**About this task**.
In the entries below, count the lines that include the word "patch" and reply with the number alone.

● ● ● ● ● ● ●

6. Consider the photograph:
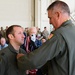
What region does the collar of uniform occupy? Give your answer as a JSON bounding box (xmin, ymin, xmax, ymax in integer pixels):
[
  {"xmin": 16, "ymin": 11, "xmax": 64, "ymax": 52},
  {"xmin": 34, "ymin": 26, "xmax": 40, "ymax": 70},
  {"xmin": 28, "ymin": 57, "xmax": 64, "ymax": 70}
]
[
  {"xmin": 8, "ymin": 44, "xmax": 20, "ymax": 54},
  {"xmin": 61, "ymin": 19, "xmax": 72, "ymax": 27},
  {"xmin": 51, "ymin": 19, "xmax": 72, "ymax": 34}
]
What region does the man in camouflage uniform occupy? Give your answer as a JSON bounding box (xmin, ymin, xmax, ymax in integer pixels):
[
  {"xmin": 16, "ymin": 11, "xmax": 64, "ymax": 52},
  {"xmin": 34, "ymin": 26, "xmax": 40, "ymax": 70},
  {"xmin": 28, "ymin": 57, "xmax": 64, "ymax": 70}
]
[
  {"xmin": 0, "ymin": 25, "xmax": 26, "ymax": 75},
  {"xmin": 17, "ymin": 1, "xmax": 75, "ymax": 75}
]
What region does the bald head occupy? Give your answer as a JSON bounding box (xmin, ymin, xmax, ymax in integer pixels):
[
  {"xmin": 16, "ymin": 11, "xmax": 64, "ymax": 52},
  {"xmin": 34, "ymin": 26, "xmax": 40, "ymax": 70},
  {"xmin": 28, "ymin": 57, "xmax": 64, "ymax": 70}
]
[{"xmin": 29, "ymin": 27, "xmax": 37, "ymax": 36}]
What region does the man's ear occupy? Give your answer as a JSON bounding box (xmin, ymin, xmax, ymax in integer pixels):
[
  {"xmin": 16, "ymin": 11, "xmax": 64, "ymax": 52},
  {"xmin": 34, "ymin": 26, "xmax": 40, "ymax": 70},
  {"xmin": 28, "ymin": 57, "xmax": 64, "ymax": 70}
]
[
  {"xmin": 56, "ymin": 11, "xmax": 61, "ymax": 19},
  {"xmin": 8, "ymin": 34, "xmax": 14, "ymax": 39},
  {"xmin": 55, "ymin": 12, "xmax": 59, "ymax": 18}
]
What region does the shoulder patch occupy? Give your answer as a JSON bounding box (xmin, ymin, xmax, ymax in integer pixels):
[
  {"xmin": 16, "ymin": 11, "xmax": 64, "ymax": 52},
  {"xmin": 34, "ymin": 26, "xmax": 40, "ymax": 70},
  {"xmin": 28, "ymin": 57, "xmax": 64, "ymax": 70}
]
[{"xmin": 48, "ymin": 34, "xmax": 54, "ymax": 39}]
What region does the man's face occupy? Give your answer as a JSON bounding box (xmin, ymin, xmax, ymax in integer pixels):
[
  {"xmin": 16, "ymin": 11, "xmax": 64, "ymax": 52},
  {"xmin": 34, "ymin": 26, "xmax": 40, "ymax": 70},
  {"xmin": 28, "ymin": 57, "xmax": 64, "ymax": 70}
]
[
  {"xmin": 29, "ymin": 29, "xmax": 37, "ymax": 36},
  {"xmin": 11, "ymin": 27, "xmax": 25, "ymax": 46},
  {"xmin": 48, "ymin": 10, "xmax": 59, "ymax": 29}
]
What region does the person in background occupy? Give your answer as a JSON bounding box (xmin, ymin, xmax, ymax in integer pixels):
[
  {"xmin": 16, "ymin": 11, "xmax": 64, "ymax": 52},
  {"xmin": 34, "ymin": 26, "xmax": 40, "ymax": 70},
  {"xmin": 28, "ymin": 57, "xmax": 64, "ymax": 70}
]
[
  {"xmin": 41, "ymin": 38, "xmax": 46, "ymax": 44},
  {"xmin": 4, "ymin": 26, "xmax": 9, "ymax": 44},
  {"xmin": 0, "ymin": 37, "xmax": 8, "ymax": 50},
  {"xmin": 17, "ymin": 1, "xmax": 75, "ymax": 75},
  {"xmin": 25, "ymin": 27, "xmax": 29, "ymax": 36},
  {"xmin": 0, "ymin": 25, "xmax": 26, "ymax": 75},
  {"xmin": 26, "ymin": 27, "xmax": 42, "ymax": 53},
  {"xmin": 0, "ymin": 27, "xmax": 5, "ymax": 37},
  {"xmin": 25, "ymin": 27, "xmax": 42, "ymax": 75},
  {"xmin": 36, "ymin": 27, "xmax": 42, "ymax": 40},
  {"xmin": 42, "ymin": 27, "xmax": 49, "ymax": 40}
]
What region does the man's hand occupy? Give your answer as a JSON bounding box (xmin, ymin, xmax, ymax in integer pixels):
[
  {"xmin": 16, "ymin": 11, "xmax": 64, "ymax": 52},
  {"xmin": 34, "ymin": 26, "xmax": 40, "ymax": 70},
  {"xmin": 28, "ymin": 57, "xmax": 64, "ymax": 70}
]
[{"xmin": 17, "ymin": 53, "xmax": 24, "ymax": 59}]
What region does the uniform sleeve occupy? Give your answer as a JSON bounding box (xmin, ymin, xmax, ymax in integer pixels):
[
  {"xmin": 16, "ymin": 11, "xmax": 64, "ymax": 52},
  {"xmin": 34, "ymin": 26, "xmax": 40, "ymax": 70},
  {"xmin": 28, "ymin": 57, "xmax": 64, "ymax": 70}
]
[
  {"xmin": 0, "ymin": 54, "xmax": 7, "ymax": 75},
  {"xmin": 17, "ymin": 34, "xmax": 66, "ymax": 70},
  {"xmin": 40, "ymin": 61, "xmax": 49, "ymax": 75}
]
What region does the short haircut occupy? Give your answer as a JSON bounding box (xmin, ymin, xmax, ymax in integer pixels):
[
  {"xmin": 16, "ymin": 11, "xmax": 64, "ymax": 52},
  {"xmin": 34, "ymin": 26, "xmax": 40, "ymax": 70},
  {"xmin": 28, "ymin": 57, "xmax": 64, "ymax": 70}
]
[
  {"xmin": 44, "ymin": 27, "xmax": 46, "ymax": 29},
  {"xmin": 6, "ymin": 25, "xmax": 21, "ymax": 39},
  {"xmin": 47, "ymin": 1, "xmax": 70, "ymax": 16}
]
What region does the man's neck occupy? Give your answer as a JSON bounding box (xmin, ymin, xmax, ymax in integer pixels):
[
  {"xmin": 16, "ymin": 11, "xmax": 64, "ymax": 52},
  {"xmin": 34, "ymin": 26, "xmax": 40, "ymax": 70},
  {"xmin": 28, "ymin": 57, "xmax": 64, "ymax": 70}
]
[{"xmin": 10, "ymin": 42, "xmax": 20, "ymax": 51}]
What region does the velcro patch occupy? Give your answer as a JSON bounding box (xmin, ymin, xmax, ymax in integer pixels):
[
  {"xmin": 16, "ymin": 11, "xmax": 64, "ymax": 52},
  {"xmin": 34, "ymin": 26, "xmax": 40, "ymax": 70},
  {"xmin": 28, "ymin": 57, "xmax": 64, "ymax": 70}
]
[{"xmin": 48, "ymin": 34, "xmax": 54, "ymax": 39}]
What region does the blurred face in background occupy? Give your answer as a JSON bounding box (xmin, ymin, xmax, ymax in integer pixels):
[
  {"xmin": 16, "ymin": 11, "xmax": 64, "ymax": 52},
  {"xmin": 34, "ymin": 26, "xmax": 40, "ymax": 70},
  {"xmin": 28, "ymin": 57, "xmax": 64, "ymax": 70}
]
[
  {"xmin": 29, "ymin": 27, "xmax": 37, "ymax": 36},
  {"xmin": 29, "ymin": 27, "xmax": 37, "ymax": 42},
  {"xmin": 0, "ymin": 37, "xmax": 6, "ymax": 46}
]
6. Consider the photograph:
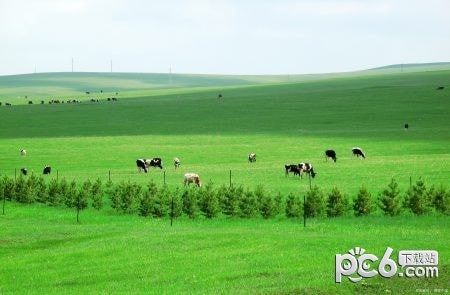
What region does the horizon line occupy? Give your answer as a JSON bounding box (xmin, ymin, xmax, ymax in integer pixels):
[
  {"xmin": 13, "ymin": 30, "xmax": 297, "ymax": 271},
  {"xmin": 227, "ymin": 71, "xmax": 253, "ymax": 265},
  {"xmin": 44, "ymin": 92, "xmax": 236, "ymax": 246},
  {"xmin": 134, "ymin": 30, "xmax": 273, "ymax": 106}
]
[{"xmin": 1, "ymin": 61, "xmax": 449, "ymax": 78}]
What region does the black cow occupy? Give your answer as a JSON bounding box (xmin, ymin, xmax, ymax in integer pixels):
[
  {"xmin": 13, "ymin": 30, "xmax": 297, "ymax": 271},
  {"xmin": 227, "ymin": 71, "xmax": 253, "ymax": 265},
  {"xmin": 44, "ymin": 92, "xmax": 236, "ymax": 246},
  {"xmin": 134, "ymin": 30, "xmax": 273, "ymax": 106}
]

● ● ● ● ● ● ●

**Completed task**.
2